# Explore the material
A. Decide whether each statement agrees with the Turing test article. Answer yes or no for each, and quote the deciding words of the article: (i) The conversations in the study lasted ten minutes. (ii) ELIZA has no large language model or neural network architecture. (iii) GPT-3.5 scored lower than the human participant.
B. Extend the Turing test article, starting after its final sentence.

# Text section
Technology

GPT-4 has passed the Turing test, researchers claim

Published

5m ago

Jun 15, 2024 / 5857 Views

Evan Walker

We are interacting with artificial intelligence (AI) online not only more than ever — but more than we realize — so researchers asked people to converse with four agents, including one human and three different kinds of AI models, to see whether they could tell the difference.

The "Turing test," first proposed as "the imitation Game" by computer scientist Alan Turing in 1950, judges whether a machine's ability to show intelligence is indistinguishable from a human. For a machine to pass the Turing test, it must be able to talk to somebody and fool them into thinking it is human.

Scientists decided to replicate this test by asking 500 people to speak with four respondents, including a human and the 1960s-era AI program ELIZA as well as both GPT-3.5 and GPT-4, the AI that powers ChatGPT. The conversations lasted five minutes — after which participants had to say whether they believed they were talking to a human or an AI. In the study, published May 9 to the pre-print arXiv server, the scientists found that participants judged GPT-4 to be human 54% of the time,

ELIZA, a system pre-programmed with responses but with no large language model (LLM) or neural network architecture, was judged to be human just 22% of the time. GPT-3.5 scored 50% while the human participant scored 67%.

# Dataset extract
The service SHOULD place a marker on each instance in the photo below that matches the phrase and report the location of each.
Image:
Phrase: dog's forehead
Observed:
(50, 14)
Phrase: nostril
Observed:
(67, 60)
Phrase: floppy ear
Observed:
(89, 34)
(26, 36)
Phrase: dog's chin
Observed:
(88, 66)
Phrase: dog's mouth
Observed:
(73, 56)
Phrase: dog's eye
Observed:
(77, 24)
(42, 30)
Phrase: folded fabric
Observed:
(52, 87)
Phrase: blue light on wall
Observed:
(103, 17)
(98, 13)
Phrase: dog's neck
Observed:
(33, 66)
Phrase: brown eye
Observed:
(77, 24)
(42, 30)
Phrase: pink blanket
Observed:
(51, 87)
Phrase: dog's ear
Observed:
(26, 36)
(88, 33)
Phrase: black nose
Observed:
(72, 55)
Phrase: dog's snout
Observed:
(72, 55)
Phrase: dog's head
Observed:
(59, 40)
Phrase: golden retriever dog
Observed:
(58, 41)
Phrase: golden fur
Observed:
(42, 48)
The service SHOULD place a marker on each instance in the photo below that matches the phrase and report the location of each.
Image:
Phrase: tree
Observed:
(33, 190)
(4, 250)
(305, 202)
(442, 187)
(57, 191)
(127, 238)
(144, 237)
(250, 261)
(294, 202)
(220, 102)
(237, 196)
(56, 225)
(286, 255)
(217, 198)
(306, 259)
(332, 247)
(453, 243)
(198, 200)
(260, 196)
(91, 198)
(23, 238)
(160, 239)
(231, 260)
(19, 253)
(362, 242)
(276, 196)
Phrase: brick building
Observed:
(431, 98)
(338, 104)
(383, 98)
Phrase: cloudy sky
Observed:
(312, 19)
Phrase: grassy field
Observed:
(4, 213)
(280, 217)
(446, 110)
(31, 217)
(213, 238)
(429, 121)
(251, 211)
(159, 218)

==

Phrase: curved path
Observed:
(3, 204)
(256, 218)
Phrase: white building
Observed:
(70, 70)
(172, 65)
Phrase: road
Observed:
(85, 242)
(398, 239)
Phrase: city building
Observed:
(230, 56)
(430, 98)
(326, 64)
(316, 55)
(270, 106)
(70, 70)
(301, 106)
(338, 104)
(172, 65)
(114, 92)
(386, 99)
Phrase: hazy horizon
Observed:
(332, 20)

# Answers by task
A.
(i) No: "The conversations lasted five minutes"
(ii) Yes: "a system pre-programmed with responses but with no large language model (LLM) or neural network architecture"
(iii) Yes: "GPT-3.5 scored 50% while the human participant scored 67%."

B.
Read more: 'It would be within its natural right to harm us to protect itself': How humans could be mistreating AI right now without even knowing it

"Machines can confabulate, mashing together plausible ex-post-facto justifications for things, as humans do," Nell Watson, an AI researcher at the Institute of Electrical and Electronics Engineers (IEEE), told Live Science.

"They can be subject to cognitive biases, bamboozled and manipulated, and are becoming increasingly deceptive. All these elements mean human-like foibles and quirks are being expressed in AI systems, which makes them more human-like than previous approaches that had little more than a list of canned responses."